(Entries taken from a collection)
--------------------
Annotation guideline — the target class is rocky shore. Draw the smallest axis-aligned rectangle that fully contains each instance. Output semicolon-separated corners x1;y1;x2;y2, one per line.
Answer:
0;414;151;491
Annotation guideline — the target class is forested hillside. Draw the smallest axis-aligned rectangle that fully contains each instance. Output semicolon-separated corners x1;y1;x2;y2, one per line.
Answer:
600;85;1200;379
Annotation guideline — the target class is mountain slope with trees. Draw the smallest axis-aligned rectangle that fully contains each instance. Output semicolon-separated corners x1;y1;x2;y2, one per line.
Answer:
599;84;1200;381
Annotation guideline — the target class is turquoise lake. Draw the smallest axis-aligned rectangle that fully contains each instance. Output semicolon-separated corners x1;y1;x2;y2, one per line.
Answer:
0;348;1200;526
--------------------
[EXERCISE AIM]
Please repeat the lines above, switching every "target class" to "object category" and keeping everything else the same.

[ANSWER TO THIS EXERCISE]
Annotation guideline — the object category is rocky shore. Draw the smallest axis-aligned rectangle that fully contains each instance. Output semicolon-separated corners x1;y1;x2;y2, one per line.
Answer:
0;414;151;491
Annotation guideline — the object category is forested hillside. Draw the smallest axis-aligned rectangle that fully contains each instance. Output semicolon-separated corners x1;y1;x2;y2, one per line.
Answer:
600;85;1200;379
Annotation guideline — the object category is mountain slope with trees. Draw the smallest axis-aligned rectangle that fully contains each instance. Output semicolon-separated corners x1;y1;x2;y2, one per line.
Answer:
599;84;1200;381
Annotation guideline — the object category is turquoise lake. Draw the smallest axis-aligned rectangle that fully contains each instance. Output semicolon-separated corners x1;y1;x2;y2, one per line.
Answer:
0;348;1200;526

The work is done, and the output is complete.